**Required action:** Skip the images and repeat every entry word for word.

(Saved data entries)
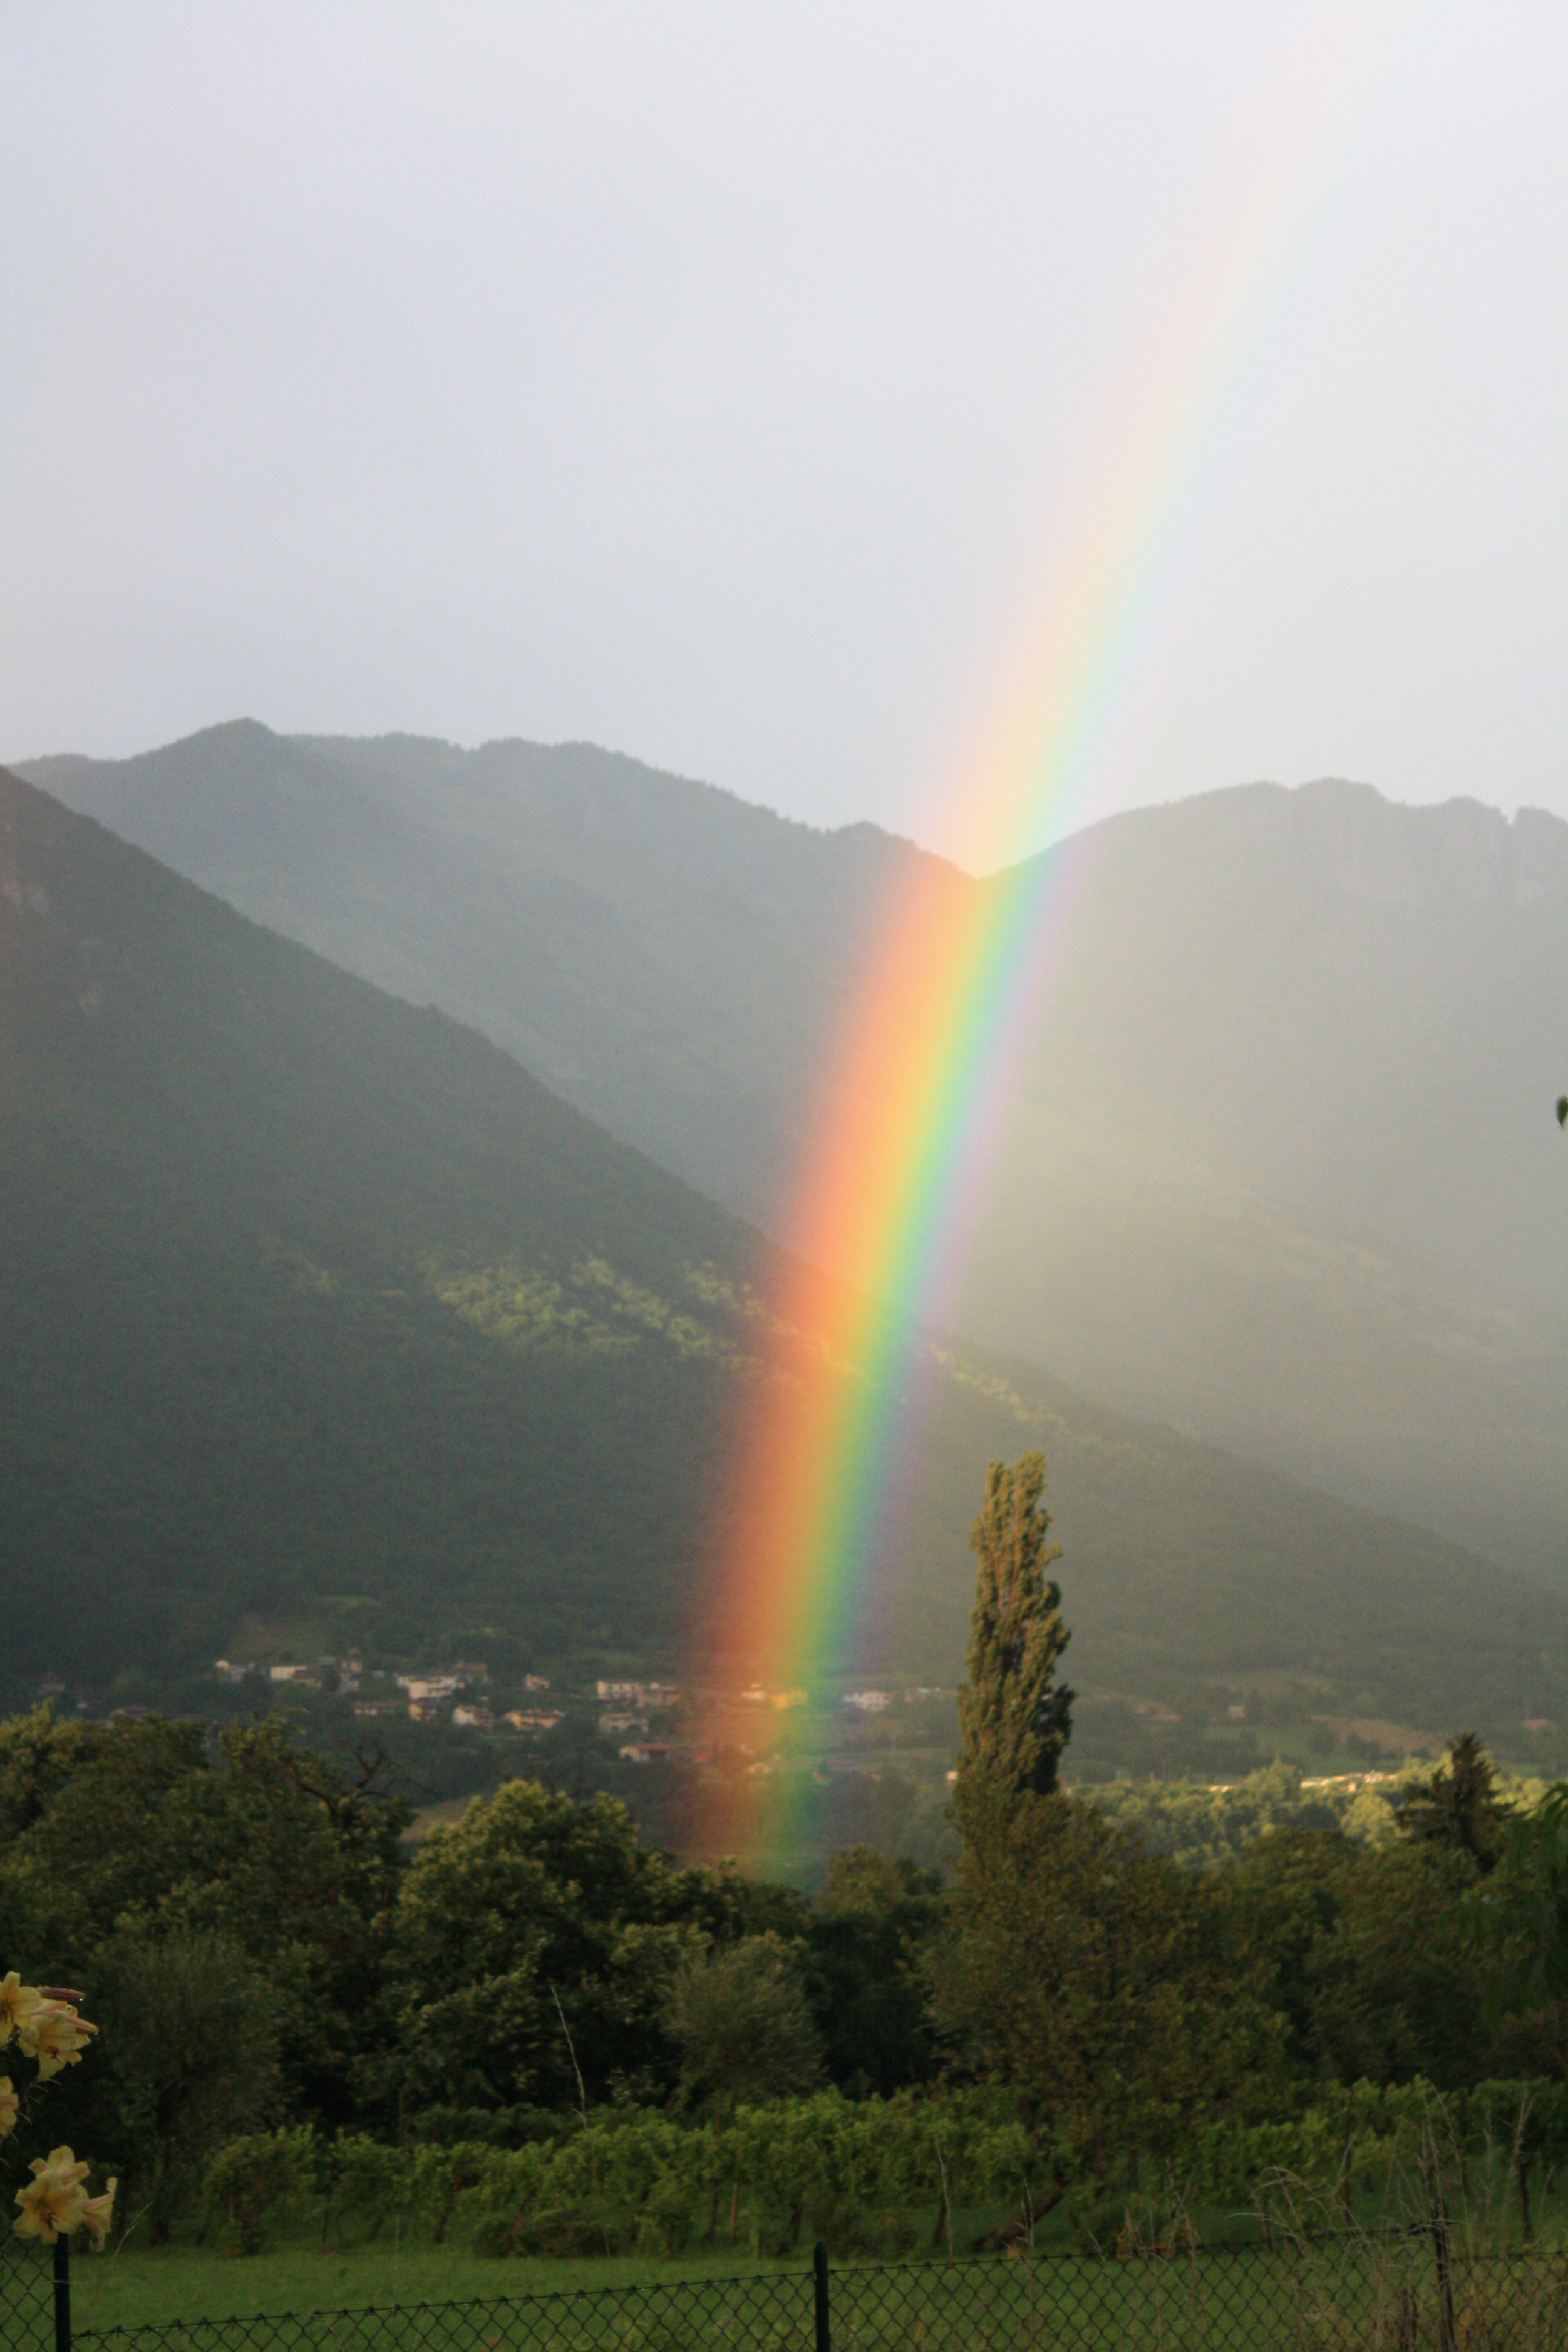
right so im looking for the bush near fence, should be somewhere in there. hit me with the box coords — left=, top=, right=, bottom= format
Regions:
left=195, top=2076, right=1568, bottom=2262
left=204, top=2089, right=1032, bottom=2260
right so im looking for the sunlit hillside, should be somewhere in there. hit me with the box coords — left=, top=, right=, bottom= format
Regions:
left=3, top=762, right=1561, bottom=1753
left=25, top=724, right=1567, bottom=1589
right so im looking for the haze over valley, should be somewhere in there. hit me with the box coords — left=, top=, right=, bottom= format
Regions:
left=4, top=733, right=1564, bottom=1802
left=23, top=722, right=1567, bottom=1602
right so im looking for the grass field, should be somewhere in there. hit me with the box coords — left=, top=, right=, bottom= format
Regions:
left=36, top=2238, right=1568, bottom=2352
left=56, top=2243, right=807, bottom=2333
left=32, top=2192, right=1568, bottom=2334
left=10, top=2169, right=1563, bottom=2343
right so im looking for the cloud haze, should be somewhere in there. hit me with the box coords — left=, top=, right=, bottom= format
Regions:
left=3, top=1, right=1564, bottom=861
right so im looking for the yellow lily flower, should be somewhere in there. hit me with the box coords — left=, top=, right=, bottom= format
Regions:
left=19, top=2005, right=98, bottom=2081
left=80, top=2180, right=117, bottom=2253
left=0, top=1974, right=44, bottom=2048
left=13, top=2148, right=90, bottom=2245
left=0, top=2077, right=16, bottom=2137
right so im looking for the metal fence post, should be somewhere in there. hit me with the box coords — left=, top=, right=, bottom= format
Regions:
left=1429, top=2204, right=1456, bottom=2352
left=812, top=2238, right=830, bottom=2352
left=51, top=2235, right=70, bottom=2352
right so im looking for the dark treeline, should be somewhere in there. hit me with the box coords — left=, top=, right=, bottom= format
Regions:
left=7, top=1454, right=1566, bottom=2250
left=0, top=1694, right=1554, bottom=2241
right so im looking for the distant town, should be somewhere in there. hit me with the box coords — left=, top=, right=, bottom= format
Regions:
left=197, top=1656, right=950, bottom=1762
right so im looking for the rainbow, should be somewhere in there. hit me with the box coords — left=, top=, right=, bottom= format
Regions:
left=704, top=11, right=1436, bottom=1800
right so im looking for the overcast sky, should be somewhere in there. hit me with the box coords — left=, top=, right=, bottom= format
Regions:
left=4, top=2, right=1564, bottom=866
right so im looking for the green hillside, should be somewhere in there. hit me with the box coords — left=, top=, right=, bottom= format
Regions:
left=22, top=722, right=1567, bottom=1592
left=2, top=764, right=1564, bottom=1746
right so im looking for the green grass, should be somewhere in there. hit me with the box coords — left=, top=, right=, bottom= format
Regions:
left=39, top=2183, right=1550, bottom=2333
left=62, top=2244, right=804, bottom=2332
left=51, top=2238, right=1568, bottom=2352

**Exercise response:**
right so im looking for the bush near fence, should be somewhere in there. hit me with the box coords — left=, top=, right=, bottom= format
Regions:
left=195, top=2076, right=1568, bottom=2262
left=204, top=2089, right=1032, bottom=2260
right so im looking for the sunlit hillside, should be somewhere in there. hit me with the box coords — left=, top=, right=, bottom= format
Regions:
left=3, top=762, right=1561, bottom=1753
left=25, top=724, right=1567, bottom=1589
right so im looking for the haze over valley, should be somewhere in there. hit me with the box coords — left=, top=, right=, bottom= format
Regions:
left=4, top=733, right=1564, bottom=1802
left=23, top=722, right=1567, bottom=1602
right so im looking for the grass field, should be somewhere in there. hit me with the box coords — left=, top=, right=, bottom= format
Regions:
left=36, top=2238, right=1568, bottom=2352
left=56, top=2243, right=807, bottom=2333
left=32, top=2192, right=1568, bottom=2334
left=10, top=2169, right=1563, bottom=2343
right so im looking for the cloud haze, should be somewhere in there. hit me with the box coords — left=, top=, right=, bottom= format
Regions:
left=3, top=1, right=1564, bottom=861
right so im looking for the yellow lily flower, should be somewhere in there. hit me with the box coords — left=, top=, right=, bottom= format
Regions:
left=19, top=2005, right=98, bottom=2081
left=80, top=2180, right=117, bottom=2253
left=0, top=1974, right=44, bottom=2048
left=13, top=2148, right=90, bottom=2245
left=0, top=2077, right=16, bottom=2137
right so im looking for the metal fence post, should be somewhere in there. hit me with the box coords — left=, top=, right=, bottom= format
Regions:
left=1429, top=2204, right=1456, bottom=2352
left=812, top=2238, right=830, bottom=2352
left=51, top=2235, right=70, bottom=2352
right so im looking for the dark treeline, should be somewhere in there. hit me with the box coords — left=, top=, right=, bottom= format
Regions:
left=7, top=1454, right=1566, bottom=2250
left=0, top=1694, right=1554, bottom=2241
right so im looking for the distant town, should be somewhere in there. hit me with the box coords — left=, top=, right=, bottom= format
Regions:
left=197, top=1656, right=950, bottom=1762
right so im looking for the rainbow, should be somewhere in there. hit me with the box coords — left=, top=, right=, bottom= format
Regions:
left=704, top=11, right=1436, bottom=1800
right so im looking for the overcast sky, should be somewhere in there. hit me with the box coords — left=, top=, right=, bottom= format
Regions:
left=4, top=2, right=1564, bottom=866
right so im looking for the green hillside, should be somewhere in there. hit me with the box coords — left=, top=, right=, bottom= format
Regions:
left=22, top=722, right=1567, bottom=1592
left=2, top=764, right=1564, bottom=1746
right so im looking for the green grass, should be somewhere in there. hit me with the box coords — left=, top=, right=, bottom= format
Regions:
left=39, top=2183, right=1550, bottom=2333
left=62, top=2244, right=804, bottom=2332
left=51, top=2238, right=1568, bottom=2352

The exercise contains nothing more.